[ENTRIES PROVIDED — start]

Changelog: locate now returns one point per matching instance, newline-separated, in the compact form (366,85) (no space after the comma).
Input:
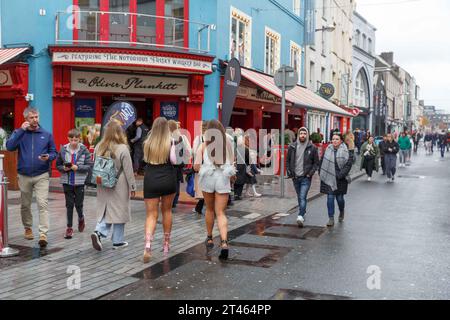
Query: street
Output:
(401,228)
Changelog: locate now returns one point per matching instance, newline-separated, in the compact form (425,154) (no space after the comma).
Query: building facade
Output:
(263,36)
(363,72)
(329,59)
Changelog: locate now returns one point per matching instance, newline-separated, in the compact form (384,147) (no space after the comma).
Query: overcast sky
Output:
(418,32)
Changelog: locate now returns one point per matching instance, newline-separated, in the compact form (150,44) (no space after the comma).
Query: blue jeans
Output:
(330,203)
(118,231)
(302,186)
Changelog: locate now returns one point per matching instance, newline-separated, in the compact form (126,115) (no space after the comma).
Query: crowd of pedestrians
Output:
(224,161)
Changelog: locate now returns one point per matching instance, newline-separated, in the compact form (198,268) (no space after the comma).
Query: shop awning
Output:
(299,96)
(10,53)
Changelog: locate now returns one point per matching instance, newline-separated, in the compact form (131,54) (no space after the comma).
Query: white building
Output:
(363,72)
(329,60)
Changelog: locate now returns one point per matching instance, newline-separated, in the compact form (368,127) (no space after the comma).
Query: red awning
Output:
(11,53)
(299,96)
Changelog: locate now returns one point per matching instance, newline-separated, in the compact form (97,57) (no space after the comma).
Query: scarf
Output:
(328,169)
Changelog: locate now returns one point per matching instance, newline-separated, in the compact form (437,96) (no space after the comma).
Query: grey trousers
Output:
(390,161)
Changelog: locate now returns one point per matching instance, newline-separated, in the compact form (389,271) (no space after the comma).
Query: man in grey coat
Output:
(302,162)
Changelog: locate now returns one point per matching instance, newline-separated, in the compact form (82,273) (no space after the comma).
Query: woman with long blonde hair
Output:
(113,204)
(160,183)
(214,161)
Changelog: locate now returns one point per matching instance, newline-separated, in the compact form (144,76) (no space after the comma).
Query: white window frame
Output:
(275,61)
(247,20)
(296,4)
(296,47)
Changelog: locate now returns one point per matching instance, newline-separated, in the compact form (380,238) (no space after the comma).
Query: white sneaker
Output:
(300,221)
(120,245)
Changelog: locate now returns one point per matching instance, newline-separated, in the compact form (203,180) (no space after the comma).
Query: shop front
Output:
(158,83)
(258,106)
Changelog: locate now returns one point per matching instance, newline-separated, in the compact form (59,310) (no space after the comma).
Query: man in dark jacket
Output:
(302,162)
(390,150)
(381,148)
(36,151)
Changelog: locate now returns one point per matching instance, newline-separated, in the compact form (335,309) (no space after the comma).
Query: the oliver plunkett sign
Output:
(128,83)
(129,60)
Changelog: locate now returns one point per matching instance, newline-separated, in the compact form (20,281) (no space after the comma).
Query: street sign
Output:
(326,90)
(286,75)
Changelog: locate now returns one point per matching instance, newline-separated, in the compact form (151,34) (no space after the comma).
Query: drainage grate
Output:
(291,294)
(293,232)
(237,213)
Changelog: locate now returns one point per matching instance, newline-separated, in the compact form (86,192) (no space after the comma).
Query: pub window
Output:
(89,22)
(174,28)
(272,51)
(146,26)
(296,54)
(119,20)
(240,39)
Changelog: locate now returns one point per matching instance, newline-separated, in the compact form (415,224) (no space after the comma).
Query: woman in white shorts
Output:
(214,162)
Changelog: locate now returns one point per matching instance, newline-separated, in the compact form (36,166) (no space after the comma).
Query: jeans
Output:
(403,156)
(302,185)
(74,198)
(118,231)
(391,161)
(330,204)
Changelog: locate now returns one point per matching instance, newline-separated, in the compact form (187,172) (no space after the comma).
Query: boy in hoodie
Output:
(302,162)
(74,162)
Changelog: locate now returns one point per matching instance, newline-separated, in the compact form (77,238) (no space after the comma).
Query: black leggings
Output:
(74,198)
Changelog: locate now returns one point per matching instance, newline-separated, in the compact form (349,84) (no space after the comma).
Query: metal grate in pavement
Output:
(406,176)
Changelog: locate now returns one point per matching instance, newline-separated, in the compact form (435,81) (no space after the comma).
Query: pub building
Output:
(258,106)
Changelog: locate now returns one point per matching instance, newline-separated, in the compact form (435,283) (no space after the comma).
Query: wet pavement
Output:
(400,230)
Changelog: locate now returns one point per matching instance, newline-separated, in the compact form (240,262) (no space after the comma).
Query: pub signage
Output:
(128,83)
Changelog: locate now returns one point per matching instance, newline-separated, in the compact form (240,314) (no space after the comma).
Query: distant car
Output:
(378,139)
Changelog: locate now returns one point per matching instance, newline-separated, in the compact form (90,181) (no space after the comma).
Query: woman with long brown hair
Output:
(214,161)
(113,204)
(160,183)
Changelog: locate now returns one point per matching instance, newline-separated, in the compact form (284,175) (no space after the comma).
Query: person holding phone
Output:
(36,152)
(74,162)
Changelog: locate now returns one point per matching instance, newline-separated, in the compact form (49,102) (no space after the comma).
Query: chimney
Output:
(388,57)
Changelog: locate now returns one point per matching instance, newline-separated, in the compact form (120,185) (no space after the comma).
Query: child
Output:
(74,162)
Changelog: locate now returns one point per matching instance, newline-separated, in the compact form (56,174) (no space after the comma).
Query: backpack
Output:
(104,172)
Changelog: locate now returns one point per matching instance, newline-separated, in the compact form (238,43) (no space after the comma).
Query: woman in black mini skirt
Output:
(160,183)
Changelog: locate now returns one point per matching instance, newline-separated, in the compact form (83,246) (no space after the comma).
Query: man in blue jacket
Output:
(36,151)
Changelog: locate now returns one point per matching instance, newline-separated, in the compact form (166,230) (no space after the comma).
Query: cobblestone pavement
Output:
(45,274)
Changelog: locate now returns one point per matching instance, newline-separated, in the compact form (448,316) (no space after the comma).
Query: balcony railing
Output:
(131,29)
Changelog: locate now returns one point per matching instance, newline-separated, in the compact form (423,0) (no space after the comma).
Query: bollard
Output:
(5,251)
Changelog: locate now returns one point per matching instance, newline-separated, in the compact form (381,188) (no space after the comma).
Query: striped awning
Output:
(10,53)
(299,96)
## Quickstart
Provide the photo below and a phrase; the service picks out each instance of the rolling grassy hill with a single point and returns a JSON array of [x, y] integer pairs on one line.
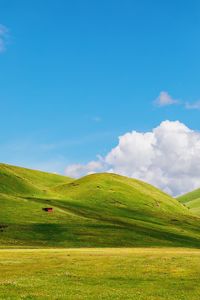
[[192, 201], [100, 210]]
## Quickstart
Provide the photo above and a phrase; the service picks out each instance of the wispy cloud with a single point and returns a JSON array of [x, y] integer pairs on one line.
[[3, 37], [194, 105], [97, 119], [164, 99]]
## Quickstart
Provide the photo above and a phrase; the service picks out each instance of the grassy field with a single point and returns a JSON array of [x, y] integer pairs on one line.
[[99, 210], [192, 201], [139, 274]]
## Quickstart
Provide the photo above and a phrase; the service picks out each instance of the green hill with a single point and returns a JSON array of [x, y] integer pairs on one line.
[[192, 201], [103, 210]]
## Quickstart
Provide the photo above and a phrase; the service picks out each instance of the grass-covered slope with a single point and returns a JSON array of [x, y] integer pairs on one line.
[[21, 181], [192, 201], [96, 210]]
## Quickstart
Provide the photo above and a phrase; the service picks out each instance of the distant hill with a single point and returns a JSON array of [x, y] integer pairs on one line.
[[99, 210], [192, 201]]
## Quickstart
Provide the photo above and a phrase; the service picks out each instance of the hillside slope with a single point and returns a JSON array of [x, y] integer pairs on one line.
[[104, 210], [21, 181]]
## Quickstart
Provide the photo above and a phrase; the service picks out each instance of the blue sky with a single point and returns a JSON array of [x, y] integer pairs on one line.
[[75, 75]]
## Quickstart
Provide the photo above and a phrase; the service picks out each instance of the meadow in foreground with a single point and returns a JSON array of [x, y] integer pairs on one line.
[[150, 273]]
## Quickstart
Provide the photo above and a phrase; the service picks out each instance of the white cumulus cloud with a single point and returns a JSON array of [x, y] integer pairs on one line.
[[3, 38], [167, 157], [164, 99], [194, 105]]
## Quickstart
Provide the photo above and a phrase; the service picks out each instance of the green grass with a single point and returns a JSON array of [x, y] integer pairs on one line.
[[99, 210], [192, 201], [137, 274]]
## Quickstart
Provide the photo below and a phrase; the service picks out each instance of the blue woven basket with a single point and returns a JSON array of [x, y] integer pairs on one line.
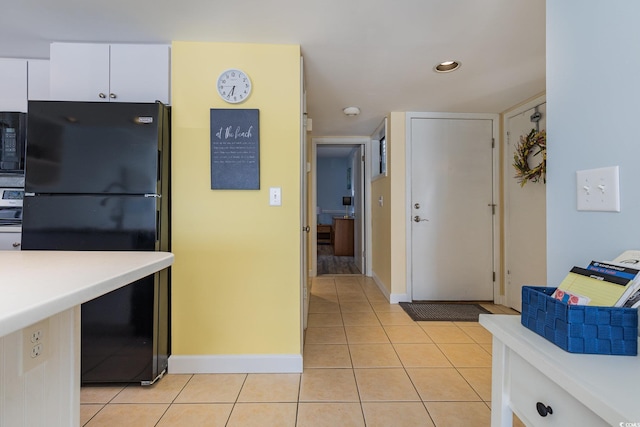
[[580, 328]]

[ENTRIES PROVIDED — finish]
[ENTRIES PROVIDED — start]

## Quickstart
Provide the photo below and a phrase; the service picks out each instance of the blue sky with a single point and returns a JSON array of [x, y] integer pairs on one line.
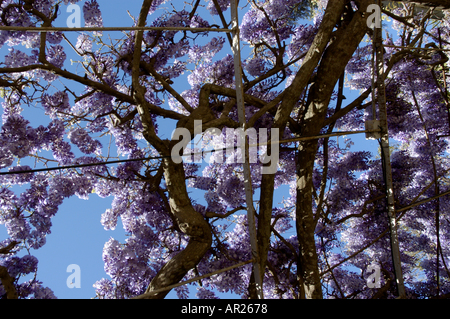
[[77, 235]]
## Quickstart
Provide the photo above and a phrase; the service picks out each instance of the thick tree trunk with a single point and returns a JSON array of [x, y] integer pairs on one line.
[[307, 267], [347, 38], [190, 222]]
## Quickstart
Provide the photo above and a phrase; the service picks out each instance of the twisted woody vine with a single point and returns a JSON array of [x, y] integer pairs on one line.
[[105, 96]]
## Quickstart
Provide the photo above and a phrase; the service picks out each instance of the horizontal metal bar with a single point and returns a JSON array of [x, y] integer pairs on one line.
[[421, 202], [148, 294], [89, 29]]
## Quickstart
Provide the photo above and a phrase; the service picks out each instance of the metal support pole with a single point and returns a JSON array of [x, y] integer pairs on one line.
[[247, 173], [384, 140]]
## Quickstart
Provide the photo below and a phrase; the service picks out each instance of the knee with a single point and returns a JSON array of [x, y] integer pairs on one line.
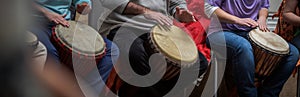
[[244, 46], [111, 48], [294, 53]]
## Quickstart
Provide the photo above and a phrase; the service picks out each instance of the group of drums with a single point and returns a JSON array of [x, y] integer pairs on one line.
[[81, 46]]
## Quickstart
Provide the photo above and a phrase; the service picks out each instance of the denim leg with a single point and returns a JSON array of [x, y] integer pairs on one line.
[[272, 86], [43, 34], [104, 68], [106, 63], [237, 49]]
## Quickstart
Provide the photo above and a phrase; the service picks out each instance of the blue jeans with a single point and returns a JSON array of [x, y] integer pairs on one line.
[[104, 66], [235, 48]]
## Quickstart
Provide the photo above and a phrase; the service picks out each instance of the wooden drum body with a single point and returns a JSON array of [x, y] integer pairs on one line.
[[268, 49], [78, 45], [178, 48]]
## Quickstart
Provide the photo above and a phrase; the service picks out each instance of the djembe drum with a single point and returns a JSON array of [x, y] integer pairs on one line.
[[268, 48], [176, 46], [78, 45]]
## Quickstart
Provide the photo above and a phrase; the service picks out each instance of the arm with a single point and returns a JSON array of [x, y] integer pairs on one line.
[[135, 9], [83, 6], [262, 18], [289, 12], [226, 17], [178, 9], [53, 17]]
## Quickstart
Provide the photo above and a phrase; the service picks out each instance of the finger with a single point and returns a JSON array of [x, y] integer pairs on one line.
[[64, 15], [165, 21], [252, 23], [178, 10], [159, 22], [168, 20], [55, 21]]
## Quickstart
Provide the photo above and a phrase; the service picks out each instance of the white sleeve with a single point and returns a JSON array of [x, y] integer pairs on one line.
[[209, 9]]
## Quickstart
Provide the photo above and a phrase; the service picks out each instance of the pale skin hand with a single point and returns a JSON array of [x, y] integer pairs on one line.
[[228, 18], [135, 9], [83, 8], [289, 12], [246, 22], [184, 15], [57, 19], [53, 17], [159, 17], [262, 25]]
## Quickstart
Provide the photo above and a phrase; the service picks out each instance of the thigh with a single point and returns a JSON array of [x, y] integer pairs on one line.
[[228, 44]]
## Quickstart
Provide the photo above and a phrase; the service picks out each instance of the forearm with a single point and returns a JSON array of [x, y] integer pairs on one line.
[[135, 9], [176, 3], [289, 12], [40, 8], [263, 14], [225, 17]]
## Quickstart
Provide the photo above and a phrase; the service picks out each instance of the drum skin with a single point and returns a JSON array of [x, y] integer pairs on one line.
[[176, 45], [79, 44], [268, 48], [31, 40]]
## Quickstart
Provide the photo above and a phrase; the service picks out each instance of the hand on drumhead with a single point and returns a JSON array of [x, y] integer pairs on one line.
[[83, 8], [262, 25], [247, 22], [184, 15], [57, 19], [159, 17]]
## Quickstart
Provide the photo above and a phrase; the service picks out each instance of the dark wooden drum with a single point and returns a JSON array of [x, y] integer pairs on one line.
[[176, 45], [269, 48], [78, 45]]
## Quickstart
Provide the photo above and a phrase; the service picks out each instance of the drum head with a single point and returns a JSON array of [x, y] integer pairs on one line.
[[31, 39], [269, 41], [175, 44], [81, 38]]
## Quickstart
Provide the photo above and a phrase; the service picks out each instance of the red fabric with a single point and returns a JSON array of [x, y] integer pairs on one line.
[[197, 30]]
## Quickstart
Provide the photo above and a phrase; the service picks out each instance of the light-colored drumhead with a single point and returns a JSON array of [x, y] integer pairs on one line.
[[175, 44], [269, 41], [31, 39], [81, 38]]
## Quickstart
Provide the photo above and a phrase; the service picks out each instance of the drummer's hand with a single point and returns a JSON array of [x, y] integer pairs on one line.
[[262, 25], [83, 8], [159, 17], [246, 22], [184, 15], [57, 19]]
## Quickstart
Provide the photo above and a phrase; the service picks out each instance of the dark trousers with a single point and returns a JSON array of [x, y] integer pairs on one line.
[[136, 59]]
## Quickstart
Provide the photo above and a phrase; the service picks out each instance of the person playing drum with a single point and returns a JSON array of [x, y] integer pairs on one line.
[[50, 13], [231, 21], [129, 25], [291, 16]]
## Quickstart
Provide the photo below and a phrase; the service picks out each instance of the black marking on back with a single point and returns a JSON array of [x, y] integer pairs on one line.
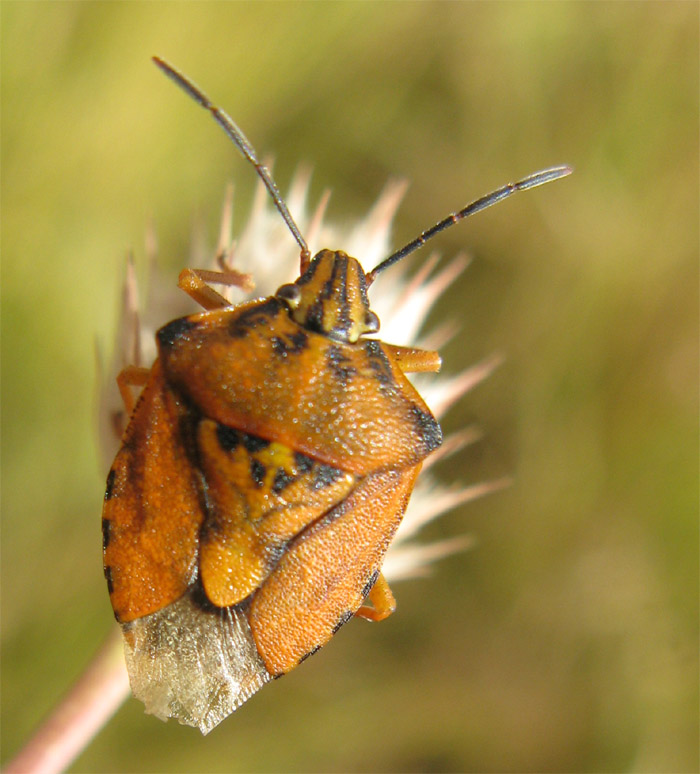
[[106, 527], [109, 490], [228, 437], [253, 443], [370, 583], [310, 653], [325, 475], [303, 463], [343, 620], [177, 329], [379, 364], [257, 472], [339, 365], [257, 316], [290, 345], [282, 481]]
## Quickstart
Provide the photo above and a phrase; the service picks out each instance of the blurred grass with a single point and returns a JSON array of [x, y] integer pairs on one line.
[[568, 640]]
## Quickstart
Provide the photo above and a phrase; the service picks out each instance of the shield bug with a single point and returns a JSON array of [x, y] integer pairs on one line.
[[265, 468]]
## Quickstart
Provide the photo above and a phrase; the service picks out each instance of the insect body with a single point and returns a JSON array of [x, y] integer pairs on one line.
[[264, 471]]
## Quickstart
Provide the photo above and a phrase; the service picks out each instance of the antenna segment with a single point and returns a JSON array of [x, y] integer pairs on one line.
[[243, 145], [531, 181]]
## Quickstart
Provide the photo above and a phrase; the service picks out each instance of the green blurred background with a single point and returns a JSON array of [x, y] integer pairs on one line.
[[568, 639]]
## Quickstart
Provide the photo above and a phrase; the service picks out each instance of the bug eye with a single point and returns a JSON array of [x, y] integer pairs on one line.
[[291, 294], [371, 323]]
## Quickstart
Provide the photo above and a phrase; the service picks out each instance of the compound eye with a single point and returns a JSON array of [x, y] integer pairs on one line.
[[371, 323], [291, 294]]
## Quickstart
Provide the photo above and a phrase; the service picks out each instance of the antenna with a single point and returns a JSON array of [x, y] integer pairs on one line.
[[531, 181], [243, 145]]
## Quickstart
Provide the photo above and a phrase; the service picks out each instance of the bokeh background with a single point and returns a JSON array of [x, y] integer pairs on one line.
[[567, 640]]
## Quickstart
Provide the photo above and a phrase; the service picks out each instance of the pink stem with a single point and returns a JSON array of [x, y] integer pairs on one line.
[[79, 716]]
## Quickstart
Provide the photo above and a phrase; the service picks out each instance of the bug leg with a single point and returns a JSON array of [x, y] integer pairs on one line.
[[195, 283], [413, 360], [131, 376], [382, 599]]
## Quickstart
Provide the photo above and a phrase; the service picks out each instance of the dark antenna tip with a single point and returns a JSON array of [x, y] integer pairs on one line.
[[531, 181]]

[ENTRIES PROVIDED — finish]
[ENTRIES PROVIDED — start]

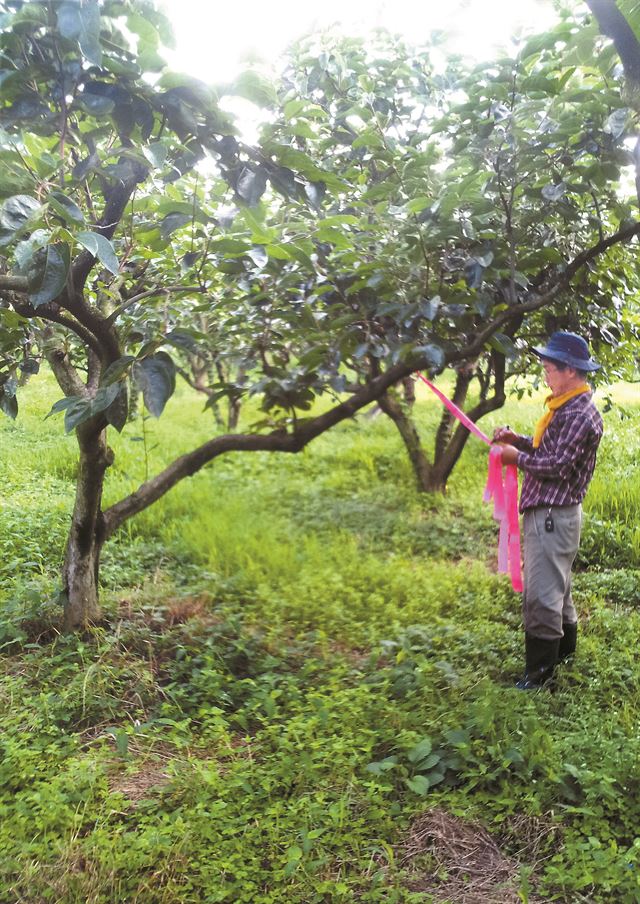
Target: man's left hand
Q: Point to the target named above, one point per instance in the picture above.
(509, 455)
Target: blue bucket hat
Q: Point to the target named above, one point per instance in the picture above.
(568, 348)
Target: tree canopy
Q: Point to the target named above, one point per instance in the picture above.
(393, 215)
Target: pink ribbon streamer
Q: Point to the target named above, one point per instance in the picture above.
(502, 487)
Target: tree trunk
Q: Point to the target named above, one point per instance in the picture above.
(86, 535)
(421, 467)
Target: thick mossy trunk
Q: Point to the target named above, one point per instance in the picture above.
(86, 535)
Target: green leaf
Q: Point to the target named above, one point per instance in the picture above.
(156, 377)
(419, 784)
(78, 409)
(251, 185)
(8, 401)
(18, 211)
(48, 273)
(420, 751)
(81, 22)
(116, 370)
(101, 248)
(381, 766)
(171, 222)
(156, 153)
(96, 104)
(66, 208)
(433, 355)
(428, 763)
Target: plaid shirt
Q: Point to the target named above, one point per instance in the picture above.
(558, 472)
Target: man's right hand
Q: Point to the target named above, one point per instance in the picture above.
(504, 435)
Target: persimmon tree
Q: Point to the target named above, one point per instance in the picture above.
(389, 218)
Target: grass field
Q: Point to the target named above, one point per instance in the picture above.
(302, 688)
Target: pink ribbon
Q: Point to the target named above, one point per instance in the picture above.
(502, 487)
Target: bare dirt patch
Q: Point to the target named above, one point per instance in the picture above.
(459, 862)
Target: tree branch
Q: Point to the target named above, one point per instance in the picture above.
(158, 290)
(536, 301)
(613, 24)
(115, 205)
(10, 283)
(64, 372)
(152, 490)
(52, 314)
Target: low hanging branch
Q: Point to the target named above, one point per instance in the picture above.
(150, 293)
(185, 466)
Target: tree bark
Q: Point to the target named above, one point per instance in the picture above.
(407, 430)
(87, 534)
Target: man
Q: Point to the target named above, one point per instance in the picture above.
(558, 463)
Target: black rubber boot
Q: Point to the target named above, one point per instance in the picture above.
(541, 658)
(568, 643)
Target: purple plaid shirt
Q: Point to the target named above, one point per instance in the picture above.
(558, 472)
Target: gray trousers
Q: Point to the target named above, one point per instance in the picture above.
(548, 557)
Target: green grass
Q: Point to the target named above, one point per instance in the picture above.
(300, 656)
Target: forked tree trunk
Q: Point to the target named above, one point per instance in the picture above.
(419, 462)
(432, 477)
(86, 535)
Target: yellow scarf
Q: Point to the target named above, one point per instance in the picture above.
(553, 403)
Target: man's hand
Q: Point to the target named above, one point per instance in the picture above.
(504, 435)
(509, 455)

[ENTRIES PROVIDED — finish]

ABOUT THIS EXERCISE :: Taking the records above line by line, count those that hold the word "grey"; the number is the entire answer.

REPLY :: 2